**Excerpt to read:**
-------------------------
In contrast, at a load of approximately 15%, represented by line
226, the corresponding co-fire ratio along the natural gas curve
216 is approximately 60% natural gas and 40% syngas. In other
words, if the load is approximately 15%, the minimum stroke of the
natural gas control valve is greater, such that good control of the
valve is enabled only to a flow rate corresponding to a co-fire
ratio of approximately 60% natural gas and 40% syngas. Thus,
operation with less than approximately 60% natural gas may be
desired at a load of approximately 15%, but may not possible
because of the minimum stroke of the natural gas control valve.
More generally, operation of the gas turbine engine at lower loads
may be limited to higher percentages of natural gas and lower
percentages of syngas than may be desired.
[0046] In the graph 210, a minimum FNPR curve 218 represents a
lower boundary of the operating envelope of the gas turbine engine.
The FNPR increases as the heating value of the fuel decreases.
Syngas has a higher concentration of hydrogen than natural gas,
which means that the heating value of syngas is lower than that of
natural gas. For example, syngas may have a heating value that is 3
times, 4 times, 5, times, 6 times, 7 times, or 8 times lower than
that of natural gas. Thus, the minimum FNPR curve 218 slopes down
and to the right as the load decreases. For example, at a load of
approximately 100%, the corresponding co-fire ratio along the
minimum FNPR curve 218 is approximately 55% natural gas and 45%
syngas. In other words, if the load is approximately 100%, the
minimum FNPR may be maintained if at least approximately 45% syngas
is fed to the gas turbine engine. In contrast, at a load of
approximately 15%, the corresponding co-fire ratio along the
minimum FNPR curve 218 is approximately 25% natural gas and 75%
syngas. In other words, if the load is approximately 15%, the
minimum FNPR is greater, such that more syngas, namely at least
approximately 75%, is fed to maintain operation of the gas turbine
engine above the minimum FNPR. Thus, for example, operation with
less than approximately 75% syngas may be desired at a load of
approximately 15%, but may not possible because the minimum FNPR
cannot be maintained. More generally, operation of the gas turbine
engine at lower loads may be limited to lower percentages of
natural gas and higher percentages of syngas than may be
desired.
-------------------------
**Instructions:**
1. In the gas turbine excerpt, what is the co-fire ratio along the minimum FNPR curve at a load of approximately 100%?
2. Revise the part of the gas turbine excerpt that opens with the words containing "In contrast, at a load of approximately" and closes with "may be desired.", using "synthesis gas" in place of "syngas".
-------------------------
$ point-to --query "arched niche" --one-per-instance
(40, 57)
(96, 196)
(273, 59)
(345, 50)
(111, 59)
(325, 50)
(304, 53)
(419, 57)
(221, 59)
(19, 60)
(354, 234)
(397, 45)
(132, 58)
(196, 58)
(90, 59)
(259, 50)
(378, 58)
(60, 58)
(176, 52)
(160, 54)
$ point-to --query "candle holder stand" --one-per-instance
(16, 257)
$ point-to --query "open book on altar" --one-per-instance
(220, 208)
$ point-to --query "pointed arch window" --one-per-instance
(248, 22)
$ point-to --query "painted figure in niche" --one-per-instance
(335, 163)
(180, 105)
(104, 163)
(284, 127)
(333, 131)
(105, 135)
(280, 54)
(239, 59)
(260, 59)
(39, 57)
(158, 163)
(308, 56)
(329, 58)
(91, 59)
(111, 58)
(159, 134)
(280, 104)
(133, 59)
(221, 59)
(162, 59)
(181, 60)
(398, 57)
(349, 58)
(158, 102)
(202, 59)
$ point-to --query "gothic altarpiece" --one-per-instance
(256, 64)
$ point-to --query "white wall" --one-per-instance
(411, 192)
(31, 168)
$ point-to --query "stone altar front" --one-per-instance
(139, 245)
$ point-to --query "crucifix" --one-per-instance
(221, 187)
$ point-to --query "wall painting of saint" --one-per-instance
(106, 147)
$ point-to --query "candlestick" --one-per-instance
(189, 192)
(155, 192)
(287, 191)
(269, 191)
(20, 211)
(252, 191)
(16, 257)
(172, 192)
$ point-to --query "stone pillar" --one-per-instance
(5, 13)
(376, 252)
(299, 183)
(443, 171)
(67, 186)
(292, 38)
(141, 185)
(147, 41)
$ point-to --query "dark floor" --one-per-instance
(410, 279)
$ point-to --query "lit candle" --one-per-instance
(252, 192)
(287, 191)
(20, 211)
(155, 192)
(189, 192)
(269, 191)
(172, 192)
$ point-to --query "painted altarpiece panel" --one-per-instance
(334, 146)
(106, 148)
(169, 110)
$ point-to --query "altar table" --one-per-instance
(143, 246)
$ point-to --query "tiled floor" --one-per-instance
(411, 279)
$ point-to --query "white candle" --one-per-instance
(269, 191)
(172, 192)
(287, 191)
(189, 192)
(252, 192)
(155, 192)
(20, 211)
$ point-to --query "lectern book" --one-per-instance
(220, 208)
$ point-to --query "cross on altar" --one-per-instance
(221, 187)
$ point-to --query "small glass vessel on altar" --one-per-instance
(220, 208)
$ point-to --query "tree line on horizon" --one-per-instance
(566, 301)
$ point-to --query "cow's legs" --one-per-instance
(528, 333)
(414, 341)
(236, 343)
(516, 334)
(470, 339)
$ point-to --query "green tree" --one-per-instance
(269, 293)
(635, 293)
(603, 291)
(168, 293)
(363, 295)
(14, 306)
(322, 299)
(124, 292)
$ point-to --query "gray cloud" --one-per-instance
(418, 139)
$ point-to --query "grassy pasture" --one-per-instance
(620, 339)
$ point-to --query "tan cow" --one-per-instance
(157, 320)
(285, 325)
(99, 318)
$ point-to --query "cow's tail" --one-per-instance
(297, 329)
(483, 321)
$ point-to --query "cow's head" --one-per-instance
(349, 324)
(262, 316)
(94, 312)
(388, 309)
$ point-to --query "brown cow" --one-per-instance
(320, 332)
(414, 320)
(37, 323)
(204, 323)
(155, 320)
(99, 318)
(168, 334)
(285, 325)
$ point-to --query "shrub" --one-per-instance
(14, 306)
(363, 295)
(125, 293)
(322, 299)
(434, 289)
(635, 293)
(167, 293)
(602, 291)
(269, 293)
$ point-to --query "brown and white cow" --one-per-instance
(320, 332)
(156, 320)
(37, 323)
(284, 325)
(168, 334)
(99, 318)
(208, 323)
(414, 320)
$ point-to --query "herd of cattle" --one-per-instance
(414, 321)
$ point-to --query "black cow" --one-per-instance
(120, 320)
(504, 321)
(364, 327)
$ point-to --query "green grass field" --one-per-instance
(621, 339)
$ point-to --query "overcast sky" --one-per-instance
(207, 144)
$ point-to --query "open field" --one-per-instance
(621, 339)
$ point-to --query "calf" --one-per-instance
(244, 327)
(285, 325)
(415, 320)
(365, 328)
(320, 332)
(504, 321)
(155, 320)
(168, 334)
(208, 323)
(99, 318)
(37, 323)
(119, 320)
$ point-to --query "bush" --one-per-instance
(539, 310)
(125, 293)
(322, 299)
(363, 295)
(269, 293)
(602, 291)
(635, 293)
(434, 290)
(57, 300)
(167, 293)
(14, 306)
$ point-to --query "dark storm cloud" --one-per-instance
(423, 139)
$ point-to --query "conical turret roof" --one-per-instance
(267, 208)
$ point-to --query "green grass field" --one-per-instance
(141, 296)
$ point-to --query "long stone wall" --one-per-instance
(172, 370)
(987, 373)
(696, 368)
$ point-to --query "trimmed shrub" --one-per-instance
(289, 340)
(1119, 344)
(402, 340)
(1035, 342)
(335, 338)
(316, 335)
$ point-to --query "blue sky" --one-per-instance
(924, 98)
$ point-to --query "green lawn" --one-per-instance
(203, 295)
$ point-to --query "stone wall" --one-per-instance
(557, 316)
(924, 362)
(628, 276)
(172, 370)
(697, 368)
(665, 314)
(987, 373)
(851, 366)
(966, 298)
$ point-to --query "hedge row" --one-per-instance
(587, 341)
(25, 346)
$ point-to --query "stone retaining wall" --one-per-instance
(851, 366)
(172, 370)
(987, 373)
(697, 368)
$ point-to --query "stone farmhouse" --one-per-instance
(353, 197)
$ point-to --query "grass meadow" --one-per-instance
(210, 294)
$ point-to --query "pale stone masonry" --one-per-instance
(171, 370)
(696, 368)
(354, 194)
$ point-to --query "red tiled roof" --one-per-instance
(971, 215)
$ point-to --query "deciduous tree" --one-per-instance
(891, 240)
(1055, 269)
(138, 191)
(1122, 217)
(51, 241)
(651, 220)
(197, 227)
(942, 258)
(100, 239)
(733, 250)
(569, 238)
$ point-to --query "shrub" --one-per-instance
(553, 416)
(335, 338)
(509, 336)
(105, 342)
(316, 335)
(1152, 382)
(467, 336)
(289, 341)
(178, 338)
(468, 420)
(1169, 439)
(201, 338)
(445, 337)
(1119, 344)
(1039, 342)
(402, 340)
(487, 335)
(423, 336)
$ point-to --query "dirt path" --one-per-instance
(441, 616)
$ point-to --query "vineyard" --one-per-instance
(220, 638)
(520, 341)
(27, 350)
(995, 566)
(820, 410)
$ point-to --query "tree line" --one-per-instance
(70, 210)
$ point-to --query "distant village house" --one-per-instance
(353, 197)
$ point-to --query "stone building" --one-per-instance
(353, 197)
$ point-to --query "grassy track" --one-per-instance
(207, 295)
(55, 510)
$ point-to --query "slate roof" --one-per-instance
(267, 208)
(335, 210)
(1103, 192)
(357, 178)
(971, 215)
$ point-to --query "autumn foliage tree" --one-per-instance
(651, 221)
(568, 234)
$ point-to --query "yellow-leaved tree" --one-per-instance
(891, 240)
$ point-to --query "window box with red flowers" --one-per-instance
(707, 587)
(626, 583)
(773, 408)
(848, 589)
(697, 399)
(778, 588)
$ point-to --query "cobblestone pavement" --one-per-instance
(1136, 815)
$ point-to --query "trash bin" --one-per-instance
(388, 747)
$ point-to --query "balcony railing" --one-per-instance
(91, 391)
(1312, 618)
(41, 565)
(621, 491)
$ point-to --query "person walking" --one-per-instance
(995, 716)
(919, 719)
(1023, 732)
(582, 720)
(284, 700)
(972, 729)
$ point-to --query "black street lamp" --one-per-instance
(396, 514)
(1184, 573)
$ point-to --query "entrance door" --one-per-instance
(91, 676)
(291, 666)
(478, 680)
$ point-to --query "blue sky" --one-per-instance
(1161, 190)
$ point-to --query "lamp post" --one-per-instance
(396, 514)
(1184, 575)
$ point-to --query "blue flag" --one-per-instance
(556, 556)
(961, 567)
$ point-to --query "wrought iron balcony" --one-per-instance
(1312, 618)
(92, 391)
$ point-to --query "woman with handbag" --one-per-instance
-------------------------
**Expected responses:**
1. Approximately 55% natural gas and 45% syngas.

2.
In contrast, at a load of approximately 15%, represented by line
226, the corresponding co-fire ratio along the natural gas curve
216 is approximately 60% natural gas and 40% synthesis gas. In other
words, if the load is approximately 15%, the minimum stroke of the
natural gas control valve is greater, such that good control of the
valve is enabled only to a flow rate corresponding to a co-fire
ratio of approximately 60% natural gas and 40% synthesis gas. Thus,
operation with less than approximately 60% natural gas may be
desired at a load of approximately 15%, but may not possible
because of the minimum stroke of the natural gas control valve.
More generally, operation of the gas turbine engine at lower loads
may be limited to higher percentages of natural gas and lower
percentages of synthesis gas than may be desired.